Extracted records:

⁂

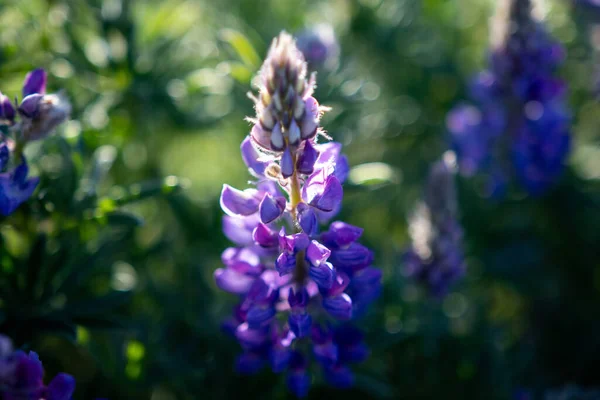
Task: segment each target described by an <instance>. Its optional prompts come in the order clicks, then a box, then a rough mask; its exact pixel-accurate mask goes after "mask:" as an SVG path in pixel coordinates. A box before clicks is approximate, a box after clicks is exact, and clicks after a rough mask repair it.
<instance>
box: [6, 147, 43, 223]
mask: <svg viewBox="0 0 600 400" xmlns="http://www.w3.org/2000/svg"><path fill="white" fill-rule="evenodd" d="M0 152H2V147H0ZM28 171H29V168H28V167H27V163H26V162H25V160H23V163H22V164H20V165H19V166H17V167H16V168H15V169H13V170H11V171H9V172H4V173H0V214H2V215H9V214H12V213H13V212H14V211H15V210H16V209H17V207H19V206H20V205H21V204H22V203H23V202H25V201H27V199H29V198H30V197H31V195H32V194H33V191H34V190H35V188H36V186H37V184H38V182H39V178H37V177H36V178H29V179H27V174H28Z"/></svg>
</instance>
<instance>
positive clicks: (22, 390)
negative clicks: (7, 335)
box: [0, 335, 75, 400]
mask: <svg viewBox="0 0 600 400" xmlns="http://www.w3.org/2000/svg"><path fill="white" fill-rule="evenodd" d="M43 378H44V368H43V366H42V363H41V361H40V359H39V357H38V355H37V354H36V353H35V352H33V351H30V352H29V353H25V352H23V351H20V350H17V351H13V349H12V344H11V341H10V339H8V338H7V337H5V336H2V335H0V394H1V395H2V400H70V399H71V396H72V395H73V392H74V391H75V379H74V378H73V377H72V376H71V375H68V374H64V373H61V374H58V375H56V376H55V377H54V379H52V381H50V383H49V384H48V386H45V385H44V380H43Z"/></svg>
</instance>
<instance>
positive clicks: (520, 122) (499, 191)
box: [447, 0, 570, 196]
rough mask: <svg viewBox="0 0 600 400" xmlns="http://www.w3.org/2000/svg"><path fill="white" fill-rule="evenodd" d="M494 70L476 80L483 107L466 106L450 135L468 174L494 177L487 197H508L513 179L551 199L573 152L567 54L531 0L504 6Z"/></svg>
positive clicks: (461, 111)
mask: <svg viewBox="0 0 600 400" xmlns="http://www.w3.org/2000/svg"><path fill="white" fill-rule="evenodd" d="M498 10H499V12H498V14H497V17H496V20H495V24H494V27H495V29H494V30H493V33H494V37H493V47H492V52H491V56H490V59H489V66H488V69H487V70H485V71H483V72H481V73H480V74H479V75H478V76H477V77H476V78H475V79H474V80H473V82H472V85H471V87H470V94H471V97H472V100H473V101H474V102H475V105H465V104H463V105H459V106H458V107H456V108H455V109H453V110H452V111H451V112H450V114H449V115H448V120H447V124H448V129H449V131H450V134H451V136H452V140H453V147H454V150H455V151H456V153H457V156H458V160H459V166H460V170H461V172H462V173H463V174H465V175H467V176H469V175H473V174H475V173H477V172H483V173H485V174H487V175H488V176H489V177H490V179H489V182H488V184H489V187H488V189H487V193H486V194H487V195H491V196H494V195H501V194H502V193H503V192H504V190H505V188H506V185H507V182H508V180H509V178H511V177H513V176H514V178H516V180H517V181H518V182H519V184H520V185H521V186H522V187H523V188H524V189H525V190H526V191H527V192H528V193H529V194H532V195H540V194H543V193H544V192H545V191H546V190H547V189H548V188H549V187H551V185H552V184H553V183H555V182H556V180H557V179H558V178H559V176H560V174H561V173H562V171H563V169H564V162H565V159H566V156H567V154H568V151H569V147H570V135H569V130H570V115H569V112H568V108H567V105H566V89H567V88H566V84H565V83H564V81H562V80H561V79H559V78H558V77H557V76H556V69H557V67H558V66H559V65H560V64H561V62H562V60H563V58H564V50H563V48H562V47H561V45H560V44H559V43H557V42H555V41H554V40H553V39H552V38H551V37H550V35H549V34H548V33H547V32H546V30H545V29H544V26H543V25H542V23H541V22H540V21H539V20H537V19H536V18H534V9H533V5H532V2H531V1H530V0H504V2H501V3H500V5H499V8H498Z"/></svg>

⁂

» **Exercise goal**
For this exercise, output exactly the lines above from the line with "box: [447, 0, 570, 196]" to the line with "rough mask: <svg", counting both, and leave out the rest.

» **Answer area**
box: [447, 0, 570, 196]
rough mask: <svg viewBox="0 0 600 400" xmlns="http://www.w3.org/2000/svg"><path fill="white" fill-rule="evenodd" d="M494 70L476 80L483 107L466 106L450 135L468 174L494 177L487 197H508L513 179L551 199L573 152L567 54L531 0L504 6Z"/></svg>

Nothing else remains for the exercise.